PROMPT 1:
Write out the part of the records that opens with the line containing "of the corner" and closes with the line containing "[(1029, 172)]", with both of those lines included.

He absorbed jazz fusion at clubs like Legends in Manchester where the dancefloor in the early 1980s inspired him to study contemporary dance. Around 1983 with electro booming and early hip hop, breakdancing and b-boy culture making its way from the US, he left dance college to immerse himself in electronic music. At this time music from Detroit and Chicago - from producers such as Juan Atkins, Derrick May, Kevin Saunderson was being played by Stu Allen on Piccadilly Radio and imported directly into Manchester's specialist record shops.
Inspired, Simpson began experimenting with tape editing and drum machines and the regular jams in the attic of his house led to forming the Scratchbeat Masters. Using cut up beats, samples and turntables they would challenge other crews and their sound systems. They released a 12" single called "Wax On The Melt", a collaboration between a number of crews and Graham Massey and Martin Price together with whom he would later form 808 State. Their first album Newbuild was released in 1988 but he soon left the group to concentrate on his solo work.

PROMPT 2:
Say whether each statement below agrees with the text on Simpson's early music career. Answer yes or no for each and quote the deciding words of the text. (a) Around 1983 he left dance college to immerse himself in electronic music. (b) The regular jams were held in the basement of his house. (c) Stu Allen played music from Detroit and Chicago producers on Piccadilly Radio.

DATA PROVIDED:
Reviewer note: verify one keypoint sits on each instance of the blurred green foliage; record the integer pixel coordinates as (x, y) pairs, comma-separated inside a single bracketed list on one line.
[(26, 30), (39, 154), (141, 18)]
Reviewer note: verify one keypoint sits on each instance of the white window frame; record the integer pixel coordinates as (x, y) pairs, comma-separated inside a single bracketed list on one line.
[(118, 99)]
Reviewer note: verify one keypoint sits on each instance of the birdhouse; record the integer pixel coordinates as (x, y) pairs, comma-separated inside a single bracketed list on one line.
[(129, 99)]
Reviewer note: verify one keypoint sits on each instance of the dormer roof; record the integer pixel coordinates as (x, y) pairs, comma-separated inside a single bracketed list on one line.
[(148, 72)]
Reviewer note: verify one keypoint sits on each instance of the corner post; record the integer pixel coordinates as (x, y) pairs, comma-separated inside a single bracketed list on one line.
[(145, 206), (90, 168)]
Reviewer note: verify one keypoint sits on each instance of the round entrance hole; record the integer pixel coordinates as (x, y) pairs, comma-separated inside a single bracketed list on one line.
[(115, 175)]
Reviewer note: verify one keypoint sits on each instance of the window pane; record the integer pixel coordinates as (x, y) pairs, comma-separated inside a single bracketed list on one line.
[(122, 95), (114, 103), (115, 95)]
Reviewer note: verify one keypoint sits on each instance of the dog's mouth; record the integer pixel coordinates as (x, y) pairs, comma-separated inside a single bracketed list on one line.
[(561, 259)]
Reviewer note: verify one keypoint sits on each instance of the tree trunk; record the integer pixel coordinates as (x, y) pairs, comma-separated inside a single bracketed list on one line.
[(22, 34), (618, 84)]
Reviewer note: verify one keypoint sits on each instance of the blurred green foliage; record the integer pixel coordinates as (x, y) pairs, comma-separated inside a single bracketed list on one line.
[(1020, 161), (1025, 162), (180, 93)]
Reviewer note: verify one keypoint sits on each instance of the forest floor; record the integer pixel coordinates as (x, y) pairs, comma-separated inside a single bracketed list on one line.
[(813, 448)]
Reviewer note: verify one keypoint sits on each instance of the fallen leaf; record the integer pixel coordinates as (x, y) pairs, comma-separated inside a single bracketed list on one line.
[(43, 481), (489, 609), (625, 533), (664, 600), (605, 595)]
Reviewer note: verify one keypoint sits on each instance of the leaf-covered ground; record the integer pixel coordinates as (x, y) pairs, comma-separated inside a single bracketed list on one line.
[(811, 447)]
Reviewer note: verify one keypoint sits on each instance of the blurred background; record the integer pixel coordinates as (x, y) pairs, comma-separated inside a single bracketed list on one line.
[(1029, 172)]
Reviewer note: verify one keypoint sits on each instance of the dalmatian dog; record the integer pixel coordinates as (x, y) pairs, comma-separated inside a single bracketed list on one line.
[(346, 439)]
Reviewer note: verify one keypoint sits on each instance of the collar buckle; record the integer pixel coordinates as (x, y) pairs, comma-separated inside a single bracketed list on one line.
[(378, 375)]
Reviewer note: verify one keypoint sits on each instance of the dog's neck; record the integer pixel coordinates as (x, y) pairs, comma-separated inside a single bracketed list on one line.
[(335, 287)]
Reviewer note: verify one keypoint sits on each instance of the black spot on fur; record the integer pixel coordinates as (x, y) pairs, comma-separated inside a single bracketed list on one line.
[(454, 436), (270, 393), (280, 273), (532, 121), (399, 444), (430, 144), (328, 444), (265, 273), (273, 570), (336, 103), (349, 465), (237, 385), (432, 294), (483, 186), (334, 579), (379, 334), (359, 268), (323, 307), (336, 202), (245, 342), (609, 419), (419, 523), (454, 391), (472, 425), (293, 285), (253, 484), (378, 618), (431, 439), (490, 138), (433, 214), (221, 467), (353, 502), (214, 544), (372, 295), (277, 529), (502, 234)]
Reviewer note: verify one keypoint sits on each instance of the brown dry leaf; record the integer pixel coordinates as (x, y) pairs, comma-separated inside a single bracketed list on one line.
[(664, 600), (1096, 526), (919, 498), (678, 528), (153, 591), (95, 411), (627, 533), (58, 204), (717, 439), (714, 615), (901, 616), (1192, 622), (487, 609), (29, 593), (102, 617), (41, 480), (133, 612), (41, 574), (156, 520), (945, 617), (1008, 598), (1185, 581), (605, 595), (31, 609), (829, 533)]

EXERCISE OUTPUT 1:
Reviewer note: verify one keypoint sits on each instance of the corner post; record the integer pixel coordinates as (x, y) pairs, comma-separated inside a single bracketed list on one line.
[(145, 206), (90, 168)]
Reviewer note: verify one keypoint sits on each instance of the round entrance hole; record the integer pixel coordinates as (x, y) pairs, comma-separated inside a single bracketed list on one line.
[(115, 175)]
Reviewer note: verify one keypoint sits on each instance of the window pane; record the integer pixel coordinates as (x, y) pairs, comma-separated inside a single bracketed list on one line.
[(122, 95), (114, 103), (115, 95)]
Reviewer note: verify one keypoint sits on each instance of the dog's mouth; record the integer pixel coordinates as (x, y) pairs, comma-separated inside a single bracketed list on one line.
[(561, 259)]
Reviewer note: verify one keypoint sits on each instance of the tree trunk; record the integer pixel coordinates as (x, y) pairs, comma-separated inside a single bracketed list on one line.
[(22, 34), (618, 84)]
Reviewer note: verify one keypoint sits on each instance of the blurred green foliage; record the integer pixel coordinates as (x, y) pairs, comma-separated inside a single bracketed list on one line.
[(1020, 161), (1025, 162), (180, 93)]
Reviewer note: verify one keypoint sits on each instance of the forest floor; record the integer pixel coordinates as (x, y) pairs, comma-separated inside a single bracketed list on one line.
[(813, 448)]
Reviewer note: verify one keypoint sits on each instance of the fallen leaf; record the integer pixel coordinates as (x, y) pairs, comma-separated inside a single bracketed list on one line.
[(43, 481), (489, 609), (625, 533), (664, 600), (605, 595)]
Reviewer note: verify one keypoint sits on each instance of the leaf-covered ground; record the integer pixel coordinates as (x, y) pairs, comma-separated inside a single bracketed list on one line.
[(811, 447)]
Reviewer note: verify one keypoint sits on each instance of the blurred background; record the integer pixel coordinates as (x, y) pairs, comma-separated inside a single bracketed list on one line.
[(1029, 172)]

EXERCISE OUTPUT 2:
(a) Yes: "he left dance college to immerse himself in electronic music."
(b) No: "the regular jams in the attic of his house led to forming the Scratchbeat Masters."
(c) Yes: "was being played by Stu Allen on Piccadilly Radio"